Given instruction -
Convert the entries below into a JSON list of strings, one string per line, skipping any blank lines.
--- start Exercise material ---
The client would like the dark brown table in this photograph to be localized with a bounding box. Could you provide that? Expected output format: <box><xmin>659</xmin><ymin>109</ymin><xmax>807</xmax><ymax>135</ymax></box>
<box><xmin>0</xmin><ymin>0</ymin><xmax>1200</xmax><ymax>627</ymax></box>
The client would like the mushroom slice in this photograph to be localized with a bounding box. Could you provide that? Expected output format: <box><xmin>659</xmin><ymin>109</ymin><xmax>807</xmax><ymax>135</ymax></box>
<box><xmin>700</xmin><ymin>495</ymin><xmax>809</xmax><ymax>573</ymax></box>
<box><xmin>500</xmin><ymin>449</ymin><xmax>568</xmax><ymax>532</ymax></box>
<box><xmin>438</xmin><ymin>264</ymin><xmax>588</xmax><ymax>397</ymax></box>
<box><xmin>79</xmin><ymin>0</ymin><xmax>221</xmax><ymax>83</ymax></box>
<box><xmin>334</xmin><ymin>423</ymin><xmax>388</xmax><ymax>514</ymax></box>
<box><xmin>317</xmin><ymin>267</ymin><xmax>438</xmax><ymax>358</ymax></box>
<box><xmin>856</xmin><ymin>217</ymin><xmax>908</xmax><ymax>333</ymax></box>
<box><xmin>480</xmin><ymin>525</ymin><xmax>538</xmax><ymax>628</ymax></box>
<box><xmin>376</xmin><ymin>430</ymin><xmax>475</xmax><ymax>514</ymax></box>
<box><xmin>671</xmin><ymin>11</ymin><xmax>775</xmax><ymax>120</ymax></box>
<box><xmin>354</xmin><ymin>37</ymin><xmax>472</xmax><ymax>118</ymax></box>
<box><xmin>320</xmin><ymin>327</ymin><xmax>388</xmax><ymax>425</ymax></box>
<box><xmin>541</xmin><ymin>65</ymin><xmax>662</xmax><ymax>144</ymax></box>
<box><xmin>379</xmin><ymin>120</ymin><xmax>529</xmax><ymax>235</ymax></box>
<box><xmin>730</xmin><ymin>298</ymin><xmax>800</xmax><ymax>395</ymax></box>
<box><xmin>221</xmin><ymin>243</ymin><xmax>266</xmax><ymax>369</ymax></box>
--- end Exercise material ---
Task answer -
[
  "The client would like the dark brown table in this photograph to be localized with a bounding box. Could you provide that? Expected output format: <box><xmin>659</xmin><ymin>109</ymin><xmax>807</xmax><ymax>135</ymax></box>",
  "<box><xmin>0</xmin><ymin>0</ymin><xmax>1200</xmax><ymax>627</ymax></box>",
  "The client would like the mushroom slice in this photograph to be localized with a bounding box. Could you provide that? Expected output format: <box><xmin>659</xmin><ymin>109</ymin><xmax>807</xmax><ymax>135</ymax></box>",
  "<box><xmin>700</xmin><ymin>495</ymin><xmax>809</xmax><ymax>573</ymax></box>",
  "<box><xmin>500</xmin><ymin>449</ymin><xmax>568</xmax><ymax>532</ymax></box>",
  "<box><xmin>438</xmin><ymin>264</ymin><xmax>588</xmax><ymax>397</ymax></box>",
  "<box><xmin>79</xmin><ymin>0</ymin><xmax>221</xmax><ymax>83</ymax></box>",
  "<box><xmin>334</xmin><ymin>423</ymin><xmax>388</xmax><ymax>514</ymax></box>",
  "<box><xmin>317</xmin><ymin>267</ymin><xmax>438</xmax><ymax>358</ymax></box>",
  "<box><xmin>856</xmin><ymin>217</ymin><xmax>908</xmax><ymax>333</ymax></box>",
  "<box><xmin>480</xmin><ymin>525</ymin><xmax>538</xmax><ymax>628</ymax></box>",
  "<box><xmin>376</xmin><ymin>430</ymin><xmax>475</xmax><ymax>514</ymax></box>",
  "<box><xmin>671</xmin><ymin>11</ymin><xmax>775</xmax><ymax>120</ymax></box>",
  "<box><xmin>354</xmin><ymin>37</ymin><xmax>472</xmax><ymax>118</ymax></box>",
  "<box><xmin>320</xmin><ymin>327</ymin><xmax>388</xmax><ymax>425</ymax></box>",
  "<box><xmin>541</xmin><ymin>65</ymin><xmax>662</xmax><ymax>144</ymax></box>",
  "<box><xmin>379</xmin><ymin>120</ymin><xmax>529</xmax><ymax>235</ymax></box>",
  "<box><xmin>730</xmin><ymin>298</ymin><xmax>800</xmax><ymax>395</ymax></box>",
  "<box><xmin>221</xmin><ymin>243</ymin><xmax>266</xmax><ymax>369</ymax></box>"
]